TASK BRIEF » Where a line contains the word "pedal", copy that line from the records below.
- - -
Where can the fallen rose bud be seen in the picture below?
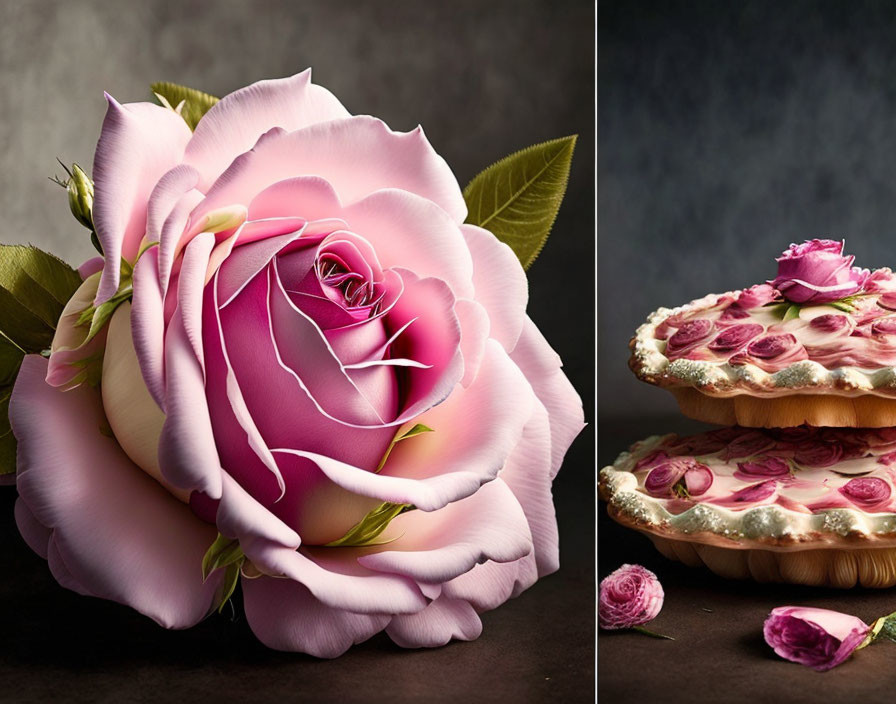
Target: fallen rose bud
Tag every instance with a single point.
(629, 597)
(818, 638)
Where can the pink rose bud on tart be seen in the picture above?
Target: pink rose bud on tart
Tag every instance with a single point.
(818, 638)
(818, 272)
(631, 596)
(812, 346)
(783, 514)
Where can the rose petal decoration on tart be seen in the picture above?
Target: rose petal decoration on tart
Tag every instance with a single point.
(804, 505)
(816, 345)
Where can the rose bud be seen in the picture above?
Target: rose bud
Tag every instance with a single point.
(688, 336)
(735, 337)
(817, 454)
(751, 494)
(684, 475)
(867, 492)
(762, 467)
(818, 638)
(817, 272)
(630, 596)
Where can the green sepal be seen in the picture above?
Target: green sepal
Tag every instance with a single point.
(517, 198)
(228, 585)
(884, 627)
(399, 436)
(7, 439)
(189, 103)
(222, 553)
(792, 312)
(842, 305)
(368, 529)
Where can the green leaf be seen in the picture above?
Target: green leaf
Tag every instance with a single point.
(369, 528)
(842, 305)
(11, 356)
(792, 313)
(228, 585)
(34, 288)
(222, 553)
(399, 436)
(518, 197)
(7, 439)
(195, 102)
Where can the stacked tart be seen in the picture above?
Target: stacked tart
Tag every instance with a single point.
(800, 487)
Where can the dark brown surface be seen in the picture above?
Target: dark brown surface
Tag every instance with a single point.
(719, 654)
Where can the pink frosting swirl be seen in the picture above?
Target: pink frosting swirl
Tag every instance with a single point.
(688, 336)
(757, 296)
(685, 473)
(867, 492)
(817, 271)
(829, 323)
(762, 467)
(818, 454)
(735, 337)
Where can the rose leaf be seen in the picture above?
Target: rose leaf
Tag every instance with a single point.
(7, 439)
(517, 198)
(189, 103)
(34, 288)
(369, 528)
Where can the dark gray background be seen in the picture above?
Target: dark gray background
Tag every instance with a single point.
(727, 131)
(484, 78)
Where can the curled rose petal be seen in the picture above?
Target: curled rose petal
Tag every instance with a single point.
(867, 492)
(687, 336)
(772, 346)
(735, 337)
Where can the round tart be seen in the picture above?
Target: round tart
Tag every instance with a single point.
(799, 505)
(814, 346)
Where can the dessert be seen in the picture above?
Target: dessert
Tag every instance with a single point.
(815, 346)
(803, 505)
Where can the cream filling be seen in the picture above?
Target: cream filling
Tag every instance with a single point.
(725, 380)
(742, 529)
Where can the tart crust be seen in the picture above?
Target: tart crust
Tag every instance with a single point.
(840, 547)
(804, 392)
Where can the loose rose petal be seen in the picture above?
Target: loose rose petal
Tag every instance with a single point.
(121, 535)
(284, 615)
(139, 143)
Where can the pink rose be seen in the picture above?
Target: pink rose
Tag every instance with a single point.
(313, 296)
(818, 272)
(735, 337)
(818, 454)
(630, 596)
(818, 638)
(867, 492)
(685, 474)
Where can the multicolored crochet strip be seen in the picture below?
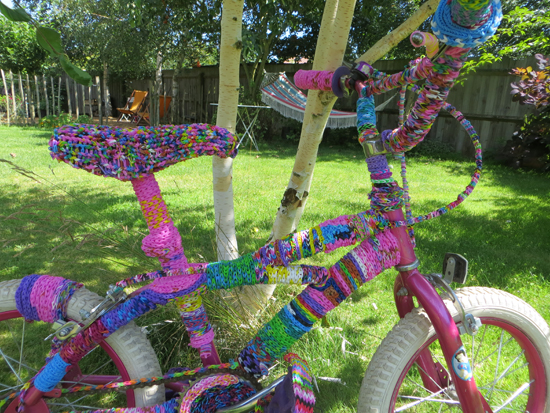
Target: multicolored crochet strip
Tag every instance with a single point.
(130, 153)
(44, 298)
(363, 263)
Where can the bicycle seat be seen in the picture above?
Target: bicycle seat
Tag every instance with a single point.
(131, 153)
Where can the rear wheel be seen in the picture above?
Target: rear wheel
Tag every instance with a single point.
(510, 359)
(126, 355)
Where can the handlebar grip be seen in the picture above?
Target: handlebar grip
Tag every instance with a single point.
(314, 79)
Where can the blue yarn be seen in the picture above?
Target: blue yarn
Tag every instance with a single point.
(365, 111)
(452, 34)
(52, 374)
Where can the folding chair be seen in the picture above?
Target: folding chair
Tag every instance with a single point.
(135, 103)
(164, 102)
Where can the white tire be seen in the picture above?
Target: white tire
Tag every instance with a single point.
(129, 343)
(514, 337)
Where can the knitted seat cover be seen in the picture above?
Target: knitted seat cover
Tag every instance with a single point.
(131, 153)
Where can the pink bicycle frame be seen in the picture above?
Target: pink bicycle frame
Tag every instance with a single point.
(446, 330)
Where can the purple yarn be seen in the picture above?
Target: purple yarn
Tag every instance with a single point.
(23, 298)
(385, 135)
(377, 163)
(284, 399)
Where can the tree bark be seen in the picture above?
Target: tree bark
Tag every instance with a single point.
(329, 53)
(7, 96)
(230, 54)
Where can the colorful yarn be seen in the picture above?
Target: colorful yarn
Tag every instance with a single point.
(130, 153)
(52, 374)
(428, 40)
(454, 34)
(431, 100)
(314, 79)
(366, 261)
(215, 392)
(271, 263)
(44, 298)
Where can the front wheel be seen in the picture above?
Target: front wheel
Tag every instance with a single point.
(509, 356)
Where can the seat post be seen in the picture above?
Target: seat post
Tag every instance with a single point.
(164, 242)
(164, 239)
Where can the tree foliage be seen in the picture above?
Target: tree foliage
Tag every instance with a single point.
(19, 50)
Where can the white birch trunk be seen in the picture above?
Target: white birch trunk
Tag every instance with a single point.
(230, 55)
(329, 53)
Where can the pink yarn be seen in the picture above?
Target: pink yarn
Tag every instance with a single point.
(43, 297)
(313, 79)
(168, 285)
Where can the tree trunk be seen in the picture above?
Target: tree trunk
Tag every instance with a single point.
(31, 100)
(329, 53)
(106, 93)
(230, 54)
(7, 96)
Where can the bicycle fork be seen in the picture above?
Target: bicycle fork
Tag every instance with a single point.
(411, 283)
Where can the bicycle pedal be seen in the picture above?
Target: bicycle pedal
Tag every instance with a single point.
(455, 268)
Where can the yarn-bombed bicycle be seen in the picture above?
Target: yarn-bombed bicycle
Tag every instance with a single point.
(423, 363)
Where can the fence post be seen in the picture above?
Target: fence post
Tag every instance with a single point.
(31, 100)
(44, 85)
(37, 87)
(13, 97)
(69, 106)
(99, 112)
(7, 95)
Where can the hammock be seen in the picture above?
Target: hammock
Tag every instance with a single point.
(283, 96)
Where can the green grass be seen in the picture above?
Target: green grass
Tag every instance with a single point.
(89, 229)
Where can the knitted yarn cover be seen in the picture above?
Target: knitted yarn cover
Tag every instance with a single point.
(131, 153)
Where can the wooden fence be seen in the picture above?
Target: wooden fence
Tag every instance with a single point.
(484, 99)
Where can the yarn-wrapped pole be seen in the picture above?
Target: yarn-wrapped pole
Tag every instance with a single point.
(314, 79)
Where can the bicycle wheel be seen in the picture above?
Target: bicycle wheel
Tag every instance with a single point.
(126, 354)
(510, 359)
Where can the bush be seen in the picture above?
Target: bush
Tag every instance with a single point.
(529, 147)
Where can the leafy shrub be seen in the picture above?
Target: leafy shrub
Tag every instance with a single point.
(530, 146)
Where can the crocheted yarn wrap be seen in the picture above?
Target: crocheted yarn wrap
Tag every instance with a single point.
(44, 298)
(452, 34)
(130, 153)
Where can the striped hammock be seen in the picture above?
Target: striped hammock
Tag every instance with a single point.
(283, 96)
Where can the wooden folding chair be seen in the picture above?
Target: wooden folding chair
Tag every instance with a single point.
(135, 104)
(164, 102)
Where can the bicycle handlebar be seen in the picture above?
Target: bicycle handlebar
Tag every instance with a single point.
(460, 25)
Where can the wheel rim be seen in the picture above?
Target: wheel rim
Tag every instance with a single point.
(507, 367)
(22, 352)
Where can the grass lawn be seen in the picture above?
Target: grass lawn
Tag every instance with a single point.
(70, 223)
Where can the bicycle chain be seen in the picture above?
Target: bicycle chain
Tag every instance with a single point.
(192, 375)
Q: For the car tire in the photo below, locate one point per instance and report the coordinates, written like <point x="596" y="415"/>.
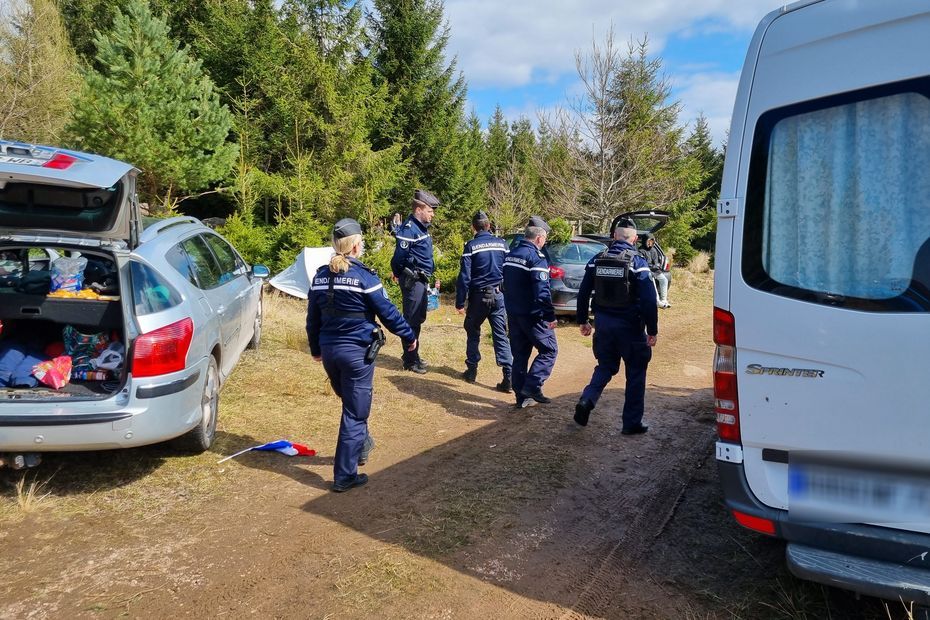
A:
<point x="256" y="340"/>
<point x="200" y="438"/>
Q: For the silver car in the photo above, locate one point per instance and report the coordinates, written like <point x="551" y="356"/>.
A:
<point x="173" y="297"/>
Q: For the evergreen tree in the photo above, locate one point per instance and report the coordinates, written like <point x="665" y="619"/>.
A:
<point x="497" y="145"/>
<point x="700" y="147"/>
<point x="427" y="95"/>
<point x="38" y="76"/>
<point x="151" y="104"/>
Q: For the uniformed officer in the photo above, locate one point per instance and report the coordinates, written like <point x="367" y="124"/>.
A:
<point x="480" y="276"/>
<point x="626" y="324"/>
<point x="413" y="267"/>
<point x="530" y="315"/>
<point x="345" y="297"/>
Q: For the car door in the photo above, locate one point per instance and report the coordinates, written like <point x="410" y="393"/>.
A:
<point x="234" y="275"/>
<point x="220" y="296"/>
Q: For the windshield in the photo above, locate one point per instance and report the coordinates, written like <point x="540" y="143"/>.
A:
<point x="50" y="207"/>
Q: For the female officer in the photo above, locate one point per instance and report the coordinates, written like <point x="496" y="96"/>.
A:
<point x="345" y="297"/>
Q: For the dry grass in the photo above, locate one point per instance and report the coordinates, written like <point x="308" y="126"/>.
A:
<point x="700" y="263"/>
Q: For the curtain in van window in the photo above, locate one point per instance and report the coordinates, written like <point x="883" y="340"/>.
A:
<point x="847" y="202"/>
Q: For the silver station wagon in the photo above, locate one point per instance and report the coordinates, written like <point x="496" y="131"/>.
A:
<point x="114" y="334"/>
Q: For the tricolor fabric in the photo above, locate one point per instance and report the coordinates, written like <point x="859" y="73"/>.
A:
<point x="282" y="445"/>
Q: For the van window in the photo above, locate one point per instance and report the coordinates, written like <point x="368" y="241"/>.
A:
<point x="838" y="204"/>
<point x="150" y="292"/>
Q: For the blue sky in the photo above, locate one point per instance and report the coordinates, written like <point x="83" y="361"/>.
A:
<point x="520" y="53"/>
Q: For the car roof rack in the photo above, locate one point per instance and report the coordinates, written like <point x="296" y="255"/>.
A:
<point x="153" y="230"/>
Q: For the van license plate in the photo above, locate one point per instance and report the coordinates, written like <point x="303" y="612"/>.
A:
<point x="839" y="494"/>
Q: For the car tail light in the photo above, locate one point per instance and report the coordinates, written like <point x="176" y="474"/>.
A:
<point x="726" y="400"/>
<point x="162" y="351"/>
<point x="60" y="161"/>
<point x="756" y="524"/>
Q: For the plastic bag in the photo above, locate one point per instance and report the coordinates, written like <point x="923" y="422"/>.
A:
<point x="68" y="274"/>
<point x="54" y="373"/>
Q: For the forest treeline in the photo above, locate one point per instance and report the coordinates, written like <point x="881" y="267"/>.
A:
<point x="285" y="116"/>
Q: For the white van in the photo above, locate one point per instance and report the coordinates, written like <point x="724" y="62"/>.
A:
<point x="822" y="294"/>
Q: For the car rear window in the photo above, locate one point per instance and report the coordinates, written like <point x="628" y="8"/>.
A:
<point x="838" y="203"/>
<point x="150" y="292"/>
<point x="38" y="206"/>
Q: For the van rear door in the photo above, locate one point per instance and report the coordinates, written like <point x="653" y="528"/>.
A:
<point x="830" y="266"/>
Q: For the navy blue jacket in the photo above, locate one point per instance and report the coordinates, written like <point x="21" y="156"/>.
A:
<point x="481" y="266"/>
<point x="526" y="283"/>
<point x="643" y="312"/>
<point x="414" y="248"/>
<point x="357" y="291"/>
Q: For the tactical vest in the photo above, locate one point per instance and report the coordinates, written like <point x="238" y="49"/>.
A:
<point x="612" y="281"/>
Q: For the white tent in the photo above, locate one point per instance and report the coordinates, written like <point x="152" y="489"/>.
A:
<point x="295" y="280"/>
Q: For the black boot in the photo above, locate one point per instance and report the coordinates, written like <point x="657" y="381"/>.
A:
<point x="583" y="411"/>
<point x="505" y="385"/>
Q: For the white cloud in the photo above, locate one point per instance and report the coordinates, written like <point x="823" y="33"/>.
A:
<point x="711" y="94"/>
<point x="514" y="43"/>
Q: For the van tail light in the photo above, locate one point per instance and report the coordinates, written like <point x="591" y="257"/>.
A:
<point x="726" y="400"/>
<point x="60" y="161"/>
<point x="756" y="524"/>
<point x="162" y="351"/>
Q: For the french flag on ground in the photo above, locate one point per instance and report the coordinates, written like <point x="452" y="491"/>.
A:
<point x="283" y="446"/>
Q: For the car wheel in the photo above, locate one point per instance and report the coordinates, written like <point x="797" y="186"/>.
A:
<point x="200" y="438"/>
<point x="257" y="329"/>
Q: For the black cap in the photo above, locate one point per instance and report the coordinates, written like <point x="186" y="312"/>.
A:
<point x="538" y="222"/>
<point x="421" y="195"/>
<point x="346" y="227"/>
- - -
RESPONSE TO THE EXERCISE »
Where can the bicycle pedal be seen in the picture above?
Target: bicycle pedal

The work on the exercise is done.